__GIVEN EXERCISE__
Update the items from the first line through the line containing "point(140, 112)", replacing "distant" with "faraway" and changing nothing else. Leave the pictures out of the answer.

(Location identification items)
################
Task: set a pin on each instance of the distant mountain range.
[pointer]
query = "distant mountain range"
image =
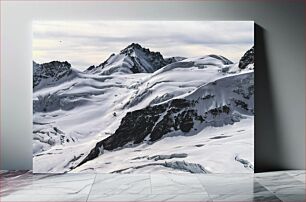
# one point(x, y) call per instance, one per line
point(140, 112)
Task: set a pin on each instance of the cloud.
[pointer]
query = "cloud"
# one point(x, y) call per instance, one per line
point(86, 43)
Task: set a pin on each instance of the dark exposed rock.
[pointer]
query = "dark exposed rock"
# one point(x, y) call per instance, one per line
point(52, 71)
point(247, 58)
point(136, 54)
point(174, 59)
point(179, 117)
point(224, 60)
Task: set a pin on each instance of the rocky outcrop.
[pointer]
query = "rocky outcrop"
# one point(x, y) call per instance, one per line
point(132, 59)
point(179, 116)
point(50, 73)
point(247, 59)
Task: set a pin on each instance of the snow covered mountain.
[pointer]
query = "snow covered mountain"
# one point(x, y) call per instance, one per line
point(132, 59)
point(111, 119)
point(51, 73)
point(247, 59)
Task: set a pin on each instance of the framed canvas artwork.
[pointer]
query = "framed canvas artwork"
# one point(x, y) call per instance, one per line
point(143, 96)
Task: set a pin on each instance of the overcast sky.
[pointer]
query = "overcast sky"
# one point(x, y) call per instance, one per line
point(84, 43)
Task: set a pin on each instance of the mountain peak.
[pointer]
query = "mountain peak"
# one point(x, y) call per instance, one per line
point(133, 47)
point(247, 59)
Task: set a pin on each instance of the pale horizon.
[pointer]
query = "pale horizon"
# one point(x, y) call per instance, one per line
point(86, 43)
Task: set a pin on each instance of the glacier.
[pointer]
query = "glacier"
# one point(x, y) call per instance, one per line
point(139, 112)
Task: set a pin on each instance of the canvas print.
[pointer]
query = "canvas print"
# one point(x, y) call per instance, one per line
point(143, 96)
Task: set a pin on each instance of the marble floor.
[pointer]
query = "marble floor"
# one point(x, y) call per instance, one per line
point(270, 186)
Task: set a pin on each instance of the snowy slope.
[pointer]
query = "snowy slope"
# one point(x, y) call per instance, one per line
point(192, 115)
point(132, 59)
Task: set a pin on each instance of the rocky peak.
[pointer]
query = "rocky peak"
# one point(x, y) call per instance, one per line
################
__SOLVED EXERCISE__
Task: set a pin on each instance of the faraway mountain range.
[pointer]
query = "faraway mountain range"
image =
# one point(x, y) call per instance, one per line
point(140, 112)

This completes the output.